(Supplied entries)

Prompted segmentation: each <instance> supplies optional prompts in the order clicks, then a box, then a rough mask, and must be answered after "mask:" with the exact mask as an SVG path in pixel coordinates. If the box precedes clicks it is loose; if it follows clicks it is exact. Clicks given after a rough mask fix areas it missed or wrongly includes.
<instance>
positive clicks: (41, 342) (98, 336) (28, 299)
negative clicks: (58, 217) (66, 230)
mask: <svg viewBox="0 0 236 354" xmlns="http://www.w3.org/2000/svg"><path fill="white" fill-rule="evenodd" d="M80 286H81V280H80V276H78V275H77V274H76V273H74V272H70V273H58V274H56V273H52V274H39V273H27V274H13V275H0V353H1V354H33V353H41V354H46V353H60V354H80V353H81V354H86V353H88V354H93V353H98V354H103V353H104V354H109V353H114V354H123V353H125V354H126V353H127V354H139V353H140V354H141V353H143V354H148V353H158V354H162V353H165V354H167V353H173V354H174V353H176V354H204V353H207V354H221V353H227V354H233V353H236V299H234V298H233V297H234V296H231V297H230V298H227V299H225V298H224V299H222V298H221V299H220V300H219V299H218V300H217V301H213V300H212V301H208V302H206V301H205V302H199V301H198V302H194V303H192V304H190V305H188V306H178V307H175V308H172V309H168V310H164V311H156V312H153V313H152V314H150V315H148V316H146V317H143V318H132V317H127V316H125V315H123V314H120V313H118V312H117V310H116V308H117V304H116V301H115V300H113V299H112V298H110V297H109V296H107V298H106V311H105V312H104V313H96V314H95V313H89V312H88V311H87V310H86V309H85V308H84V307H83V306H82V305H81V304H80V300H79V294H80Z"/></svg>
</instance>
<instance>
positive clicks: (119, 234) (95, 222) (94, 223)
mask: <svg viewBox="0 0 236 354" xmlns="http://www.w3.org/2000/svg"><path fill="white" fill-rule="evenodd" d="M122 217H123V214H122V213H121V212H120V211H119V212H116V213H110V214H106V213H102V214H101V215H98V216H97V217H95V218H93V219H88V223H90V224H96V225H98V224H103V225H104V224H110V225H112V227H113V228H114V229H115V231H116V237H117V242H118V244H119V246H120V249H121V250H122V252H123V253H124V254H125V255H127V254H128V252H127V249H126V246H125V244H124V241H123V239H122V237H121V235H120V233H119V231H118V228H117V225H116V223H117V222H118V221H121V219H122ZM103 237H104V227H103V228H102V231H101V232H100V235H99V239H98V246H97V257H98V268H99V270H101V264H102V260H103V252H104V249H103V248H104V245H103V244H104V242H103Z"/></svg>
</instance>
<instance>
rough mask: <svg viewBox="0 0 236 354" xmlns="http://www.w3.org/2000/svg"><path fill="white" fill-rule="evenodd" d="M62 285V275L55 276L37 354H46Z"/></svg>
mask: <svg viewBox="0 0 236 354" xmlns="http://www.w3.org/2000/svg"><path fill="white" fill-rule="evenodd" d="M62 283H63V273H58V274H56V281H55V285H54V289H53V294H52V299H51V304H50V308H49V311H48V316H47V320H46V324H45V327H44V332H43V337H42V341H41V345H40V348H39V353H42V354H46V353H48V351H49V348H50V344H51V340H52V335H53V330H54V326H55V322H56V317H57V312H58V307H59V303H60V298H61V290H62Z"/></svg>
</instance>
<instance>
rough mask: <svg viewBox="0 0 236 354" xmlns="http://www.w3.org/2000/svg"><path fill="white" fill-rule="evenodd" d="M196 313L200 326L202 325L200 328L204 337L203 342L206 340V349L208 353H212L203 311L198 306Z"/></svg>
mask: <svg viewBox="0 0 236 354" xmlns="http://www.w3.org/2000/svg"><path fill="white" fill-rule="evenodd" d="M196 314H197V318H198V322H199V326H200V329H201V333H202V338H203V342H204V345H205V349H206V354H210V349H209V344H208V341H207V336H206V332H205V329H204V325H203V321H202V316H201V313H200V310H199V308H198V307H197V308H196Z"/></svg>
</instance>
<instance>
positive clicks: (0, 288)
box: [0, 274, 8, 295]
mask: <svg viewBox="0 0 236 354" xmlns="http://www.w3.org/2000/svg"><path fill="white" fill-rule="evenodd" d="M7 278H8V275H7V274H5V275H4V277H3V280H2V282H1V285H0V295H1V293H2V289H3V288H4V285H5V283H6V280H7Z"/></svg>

(End Supplied entries)
(Supplied entries)

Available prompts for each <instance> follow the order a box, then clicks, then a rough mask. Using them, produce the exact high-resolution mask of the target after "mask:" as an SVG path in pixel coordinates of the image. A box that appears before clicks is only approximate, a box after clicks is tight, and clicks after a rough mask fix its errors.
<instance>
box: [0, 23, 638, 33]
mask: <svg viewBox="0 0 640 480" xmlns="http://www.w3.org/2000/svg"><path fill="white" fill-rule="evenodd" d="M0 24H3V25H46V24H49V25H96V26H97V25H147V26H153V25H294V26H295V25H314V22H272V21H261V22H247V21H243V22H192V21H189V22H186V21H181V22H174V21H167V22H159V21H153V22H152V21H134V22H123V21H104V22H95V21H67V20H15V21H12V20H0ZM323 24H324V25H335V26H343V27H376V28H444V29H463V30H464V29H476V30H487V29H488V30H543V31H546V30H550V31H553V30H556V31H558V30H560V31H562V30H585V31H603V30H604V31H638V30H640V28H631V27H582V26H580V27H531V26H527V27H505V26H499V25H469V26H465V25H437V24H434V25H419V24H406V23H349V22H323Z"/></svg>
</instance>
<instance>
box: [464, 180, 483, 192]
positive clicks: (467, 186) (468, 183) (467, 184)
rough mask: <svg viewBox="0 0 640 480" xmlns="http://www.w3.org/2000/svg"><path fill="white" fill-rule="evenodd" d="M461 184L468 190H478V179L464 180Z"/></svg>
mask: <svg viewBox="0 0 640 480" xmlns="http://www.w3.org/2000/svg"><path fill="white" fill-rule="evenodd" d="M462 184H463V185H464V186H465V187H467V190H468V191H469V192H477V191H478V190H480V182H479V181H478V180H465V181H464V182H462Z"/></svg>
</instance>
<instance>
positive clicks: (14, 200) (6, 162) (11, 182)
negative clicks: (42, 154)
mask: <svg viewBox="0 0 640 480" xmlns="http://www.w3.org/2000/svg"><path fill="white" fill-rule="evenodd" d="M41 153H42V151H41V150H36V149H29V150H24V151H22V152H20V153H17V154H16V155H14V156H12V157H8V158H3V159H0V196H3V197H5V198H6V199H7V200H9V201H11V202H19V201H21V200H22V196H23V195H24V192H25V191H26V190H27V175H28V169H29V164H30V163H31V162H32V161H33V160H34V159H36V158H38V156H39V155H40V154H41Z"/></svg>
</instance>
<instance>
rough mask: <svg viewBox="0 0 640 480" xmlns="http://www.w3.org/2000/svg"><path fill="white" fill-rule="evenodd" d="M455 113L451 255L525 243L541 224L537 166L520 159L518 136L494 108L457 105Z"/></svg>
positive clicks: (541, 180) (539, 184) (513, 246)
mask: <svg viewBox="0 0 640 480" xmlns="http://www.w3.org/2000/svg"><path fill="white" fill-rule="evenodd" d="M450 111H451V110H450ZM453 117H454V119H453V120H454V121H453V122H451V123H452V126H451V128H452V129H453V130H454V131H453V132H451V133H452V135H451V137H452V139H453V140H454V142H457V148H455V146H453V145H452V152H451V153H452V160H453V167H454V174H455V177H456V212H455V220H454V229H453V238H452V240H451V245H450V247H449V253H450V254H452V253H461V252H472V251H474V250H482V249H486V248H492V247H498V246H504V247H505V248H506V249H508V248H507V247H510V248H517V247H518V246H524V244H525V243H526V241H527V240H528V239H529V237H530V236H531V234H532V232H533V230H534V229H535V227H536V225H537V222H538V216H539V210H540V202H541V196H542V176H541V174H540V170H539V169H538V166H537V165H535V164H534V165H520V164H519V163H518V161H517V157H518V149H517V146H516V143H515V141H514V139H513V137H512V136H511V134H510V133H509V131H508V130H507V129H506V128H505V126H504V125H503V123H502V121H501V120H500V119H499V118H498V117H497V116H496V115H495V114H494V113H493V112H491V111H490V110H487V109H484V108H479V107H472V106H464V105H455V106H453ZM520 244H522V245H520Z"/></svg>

(End Supplied entries)
(Supplied entries)

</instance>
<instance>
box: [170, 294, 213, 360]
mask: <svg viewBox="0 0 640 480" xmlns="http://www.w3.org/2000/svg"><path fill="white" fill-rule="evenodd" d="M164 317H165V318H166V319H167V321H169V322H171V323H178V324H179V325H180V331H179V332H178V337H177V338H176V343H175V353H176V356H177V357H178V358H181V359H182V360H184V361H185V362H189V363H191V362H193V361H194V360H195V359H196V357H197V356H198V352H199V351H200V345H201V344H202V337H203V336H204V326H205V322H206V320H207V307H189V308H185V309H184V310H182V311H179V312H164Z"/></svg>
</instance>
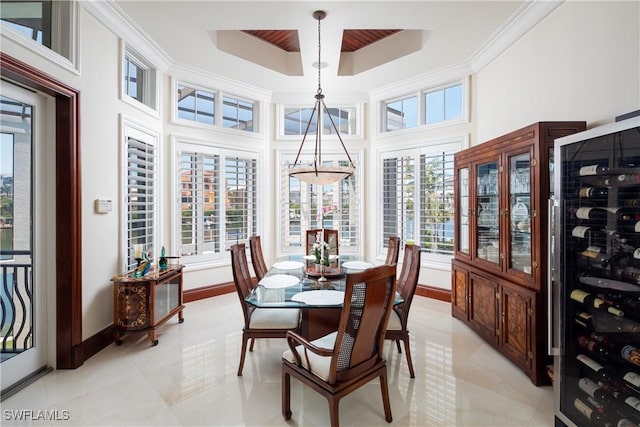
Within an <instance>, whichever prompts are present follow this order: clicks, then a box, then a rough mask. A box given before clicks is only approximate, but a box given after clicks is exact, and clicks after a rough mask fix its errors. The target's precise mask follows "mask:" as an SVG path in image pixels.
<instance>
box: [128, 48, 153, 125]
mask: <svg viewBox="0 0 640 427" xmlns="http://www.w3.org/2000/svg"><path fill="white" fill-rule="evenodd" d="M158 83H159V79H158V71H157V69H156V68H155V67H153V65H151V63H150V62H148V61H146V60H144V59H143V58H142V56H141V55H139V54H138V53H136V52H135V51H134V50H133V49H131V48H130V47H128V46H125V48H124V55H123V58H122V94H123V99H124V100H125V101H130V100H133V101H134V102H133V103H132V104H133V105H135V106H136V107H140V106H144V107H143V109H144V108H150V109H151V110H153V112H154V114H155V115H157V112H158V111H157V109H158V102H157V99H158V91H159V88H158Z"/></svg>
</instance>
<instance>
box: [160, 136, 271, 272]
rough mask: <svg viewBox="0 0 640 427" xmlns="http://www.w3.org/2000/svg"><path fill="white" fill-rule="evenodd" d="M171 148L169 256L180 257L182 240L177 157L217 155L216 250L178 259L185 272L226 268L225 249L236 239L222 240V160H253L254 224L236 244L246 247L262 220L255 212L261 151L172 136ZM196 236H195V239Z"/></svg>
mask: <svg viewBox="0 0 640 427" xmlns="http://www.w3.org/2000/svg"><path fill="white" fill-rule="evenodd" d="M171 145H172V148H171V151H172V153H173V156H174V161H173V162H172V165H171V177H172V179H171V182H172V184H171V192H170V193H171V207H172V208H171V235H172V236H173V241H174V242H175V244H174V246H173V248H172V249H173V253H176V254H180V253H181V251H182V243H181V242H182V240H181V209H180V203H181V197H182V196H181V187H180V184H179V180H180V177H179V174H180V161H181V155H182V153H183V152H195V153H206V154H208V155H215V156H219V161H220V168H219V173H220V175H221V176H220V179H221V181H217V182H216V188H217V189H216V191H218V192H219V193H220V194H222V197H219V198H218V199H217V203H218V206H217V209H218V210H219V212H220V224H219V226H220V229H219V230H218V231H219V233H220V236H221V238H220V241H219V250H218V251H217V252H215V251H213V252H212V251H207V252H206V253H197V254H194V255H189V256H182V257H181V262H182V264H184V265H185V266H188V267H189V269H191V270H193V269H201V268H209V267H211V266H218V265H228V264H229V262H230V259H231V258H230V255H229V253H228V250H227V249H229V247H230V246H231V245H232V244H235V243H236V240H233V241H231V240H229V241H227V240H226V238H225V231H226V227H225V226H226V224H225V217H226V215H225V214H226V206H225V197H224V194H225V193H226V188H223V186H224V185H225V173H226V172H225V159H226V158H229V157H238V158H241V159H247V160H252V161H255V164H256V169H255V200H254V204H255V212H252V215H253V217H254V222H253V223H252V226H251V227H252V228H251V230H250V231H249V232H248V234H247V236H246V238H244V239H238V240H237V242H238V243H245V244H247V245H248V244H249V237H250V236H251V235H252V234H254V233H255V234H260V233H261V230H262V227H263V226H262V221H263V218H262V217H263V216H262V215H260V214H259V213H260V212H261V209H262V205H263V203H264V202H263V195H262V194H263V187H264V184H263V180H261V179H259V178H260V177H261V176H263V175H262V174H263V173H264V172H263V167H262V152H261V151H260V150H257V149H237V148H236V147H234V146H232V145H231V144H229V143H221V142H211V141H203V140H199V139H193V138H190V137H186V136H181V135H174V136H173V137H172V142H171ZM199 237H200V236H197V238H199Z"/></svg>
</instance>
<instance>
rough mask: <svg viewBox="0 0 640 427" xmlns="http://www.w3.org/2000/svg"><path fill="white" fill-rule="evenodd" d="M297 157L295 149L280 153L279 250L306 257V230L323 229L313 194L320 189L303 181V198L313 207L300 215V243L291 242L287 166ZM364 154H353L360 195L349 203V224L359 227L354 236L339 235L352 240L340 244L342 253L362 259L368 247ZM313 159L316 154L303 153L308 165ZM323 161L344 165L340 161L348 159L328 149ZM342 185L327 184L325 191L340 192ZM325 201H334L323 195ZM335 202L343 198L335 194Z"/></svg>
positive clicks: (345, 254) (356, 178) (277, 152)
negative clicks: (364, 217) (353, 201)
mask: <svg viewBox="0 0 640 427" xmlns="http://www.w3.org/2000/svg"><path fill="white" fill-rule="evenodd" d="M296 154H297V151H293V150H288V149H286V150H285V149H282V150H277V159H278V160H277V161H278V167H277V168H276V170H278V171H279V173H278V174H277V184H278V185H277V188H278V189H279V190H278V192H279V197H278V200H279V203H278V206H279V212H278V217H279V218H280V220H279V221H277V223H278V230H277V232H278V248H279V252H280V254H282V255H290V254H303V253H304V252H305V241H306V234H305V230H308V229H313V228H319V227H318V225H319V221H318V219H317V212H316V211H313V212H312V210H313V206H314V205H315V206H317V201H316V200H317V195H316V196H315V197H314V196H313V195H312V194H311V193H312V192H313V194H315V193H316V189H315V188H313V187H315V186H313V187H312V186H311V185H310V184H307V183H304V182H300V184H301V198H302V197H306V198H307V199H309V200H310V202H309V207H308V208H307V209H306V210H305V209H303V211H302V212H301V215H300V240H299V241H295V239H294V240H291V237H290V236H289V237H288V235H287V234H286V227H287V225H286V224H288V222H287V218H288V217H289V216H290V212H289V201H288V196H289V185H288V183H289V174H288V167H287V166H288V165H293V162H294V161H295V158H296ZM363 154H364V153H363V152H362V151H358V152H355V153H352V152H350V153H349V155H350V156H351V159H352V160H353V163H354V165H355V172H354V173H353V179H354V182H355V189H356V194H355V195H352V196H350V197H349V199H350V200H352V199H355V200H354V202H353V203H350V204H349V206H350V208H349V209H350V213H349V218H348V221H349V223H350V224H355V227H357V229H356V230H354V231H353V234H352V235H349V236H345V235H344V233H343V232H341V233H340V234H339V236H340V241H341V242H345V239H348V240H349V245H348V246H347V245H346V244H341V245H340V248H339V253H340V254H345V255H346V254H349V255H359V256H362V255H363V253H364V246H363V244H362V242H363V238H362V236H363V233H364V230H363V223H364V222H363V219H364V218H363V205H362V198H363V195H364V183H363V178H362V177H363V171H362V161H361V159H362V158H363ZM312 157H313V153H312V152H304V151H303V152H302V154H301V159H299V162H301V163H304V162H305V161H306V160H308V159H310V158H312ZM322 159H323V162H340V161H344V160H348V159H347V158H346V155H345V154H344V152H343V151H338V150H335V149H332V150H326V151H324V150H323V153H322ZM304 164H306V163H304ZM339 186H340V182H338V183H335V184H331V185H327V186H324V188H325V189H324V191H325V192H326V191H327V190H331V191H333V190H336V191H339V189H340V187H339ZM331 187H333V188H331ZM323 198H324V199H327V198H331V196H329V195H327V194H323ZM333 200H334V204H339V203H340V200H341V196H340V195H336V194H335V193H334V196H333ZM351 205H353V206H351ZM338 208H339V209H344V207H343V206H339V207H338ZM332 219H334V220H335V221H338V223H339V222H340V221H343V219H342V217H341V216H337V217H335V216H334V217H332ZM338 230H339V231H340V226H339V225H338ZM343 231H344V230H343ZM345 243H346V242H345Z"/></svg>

(End Supplied entries)

Exercise directions ▸
Repeat the lines from the line with "Prompted segmentation: each" to the line with "negative clicks: (58, 217) (66, 230)", including both of those lines.

Output of the task ▸
Prompted segmentation: each <instance> supplies optional prompts in the order clicks, then a box, then a rough mask, and must be answered after "mask:" with the exact mask as an SVG path in pixel coordinates. If the box precedes clicks it is loose; if it follows clicks it is exact. Clicks given after a rough mask fix areas it missed or wrongly includes.
<instance>
positive clicks: (41, 342) (98, 336) (28, 299)
negative clicks: (58, 217) (66, 230)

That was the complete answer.